*Exercise input*.
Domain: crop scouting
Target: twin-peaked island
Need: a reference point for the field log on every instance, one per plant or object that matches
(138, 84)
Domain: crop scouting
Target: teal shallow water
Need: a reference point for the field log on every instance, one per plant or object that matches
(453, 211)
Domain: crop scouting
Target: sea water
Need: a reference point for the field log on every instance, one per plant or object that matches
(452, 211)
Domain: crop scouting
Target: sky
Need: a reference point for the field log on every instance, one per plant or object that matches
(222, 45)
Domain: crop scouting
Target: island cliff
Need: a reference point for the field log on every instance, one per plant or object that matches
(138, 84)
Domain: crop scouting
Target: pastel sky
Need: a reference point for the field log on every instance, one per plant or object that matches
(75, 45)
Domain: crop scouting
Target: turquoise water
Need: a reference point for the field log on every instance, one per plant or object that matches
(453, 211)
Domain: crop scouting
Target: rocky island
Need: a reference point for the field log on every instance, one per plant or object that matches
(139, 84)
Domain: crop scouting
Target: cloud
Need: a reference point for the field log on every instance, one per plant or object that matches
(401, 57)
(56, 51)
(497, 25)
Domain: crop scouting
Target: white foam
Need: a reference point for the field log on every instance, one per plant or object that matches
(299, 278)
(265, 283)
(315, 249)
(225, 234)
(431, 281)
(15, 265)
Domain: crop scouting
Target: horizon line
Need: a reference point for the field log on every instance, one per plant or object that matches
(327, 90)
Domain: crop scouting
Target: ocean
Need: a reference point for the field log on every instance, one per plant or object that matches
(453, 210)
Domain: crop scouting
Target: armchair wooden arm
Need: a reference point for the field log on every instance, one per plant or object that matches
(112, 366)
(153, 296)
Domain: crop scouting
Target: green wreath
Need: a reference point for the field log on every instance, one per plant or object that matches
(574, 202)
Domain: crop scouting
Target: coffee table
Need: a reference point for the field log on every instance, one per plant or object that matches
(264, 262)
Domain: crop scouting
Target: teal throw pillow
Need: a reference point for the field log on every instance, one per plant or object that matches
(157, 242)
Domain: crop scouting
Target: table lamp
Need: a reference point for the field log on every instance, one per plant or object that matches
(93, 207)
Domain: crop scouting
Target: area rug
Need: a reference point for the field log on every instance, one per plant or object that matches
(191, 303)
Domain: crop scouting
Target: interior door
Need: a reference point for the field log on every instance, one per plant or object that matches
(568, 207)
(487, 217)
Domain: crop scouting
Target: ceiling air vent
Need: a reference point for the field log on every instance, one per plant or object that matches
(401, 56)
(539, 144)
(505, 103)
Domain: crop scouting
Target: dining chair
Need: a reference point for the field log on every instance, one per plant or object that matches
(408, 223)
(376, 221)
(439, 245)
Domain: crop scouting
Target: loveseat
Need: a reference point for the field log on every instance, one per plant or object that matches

*Work request*. The output must consist solely of the lines from the first line of the records through the line containing "Target: turquoise water", reproduced exactly.

*Answer section*.
Domain: crop scouting
Target: twin-peaked island
Need: a reference point for the field log on every instance, one per plant or object that matches
(138, 84)
Domain: crop scouting
Target: teal shallow water
Need: a reference point for the field log on every instance, one per plant or object that matches
(453, 211)
Domain: crop scouting
Target: sea water
Need: a reference point for the field log on every instance, one per plant or object that matches
(452, 211)
Domain: crop scouting
Target: sky
Need: a reference point for the field log on every instance, one per plant or object that matches
(222, 45)
Domain: crop scouting
Target: island cliff
Need: a reference point for the field log on every instance, one per plant or object that matches
(138, 84)
Domain: crop scouting
Target: pastel sky
Need: a reference point for the field log on every instance, one per plant or object that matches
(75, 45)
Domain: crop scouting
Target: turquoise water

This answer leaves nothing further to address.